■ Challenge ■
Transcribe verbatim every line from the line containing "thread and record the pixel coordinates." to the end of the entries, including both endpoints. Output nothing beyond those lines.

(Collection entries)
—————
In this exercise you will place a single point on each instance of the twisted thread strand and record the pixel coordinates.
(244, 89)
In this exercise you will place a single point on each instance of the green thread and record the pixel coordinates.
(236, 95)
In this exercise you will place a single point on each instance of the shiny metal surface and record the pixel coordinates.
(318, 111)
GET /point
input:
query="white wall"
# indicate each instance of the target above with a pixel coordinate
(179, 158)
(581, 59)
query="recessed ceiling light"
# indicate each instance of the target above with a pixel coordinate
—————
■ Final answer ■
In this exercise you will place a single point on each instance of the green thread and record the pixel coordinates.
(236, 95)
In this exercise you will place a single point on each instance of the shiny metal surface and record the pixel coordinates.
(318, 111)
GET /point
input:
query="white wall"
# indicate each instance of the target above with a pixel coordinate
(179, 158)
(581, 59)
query="recessed ceiling light"
# indicate each instance of the target above with a pixel coordinate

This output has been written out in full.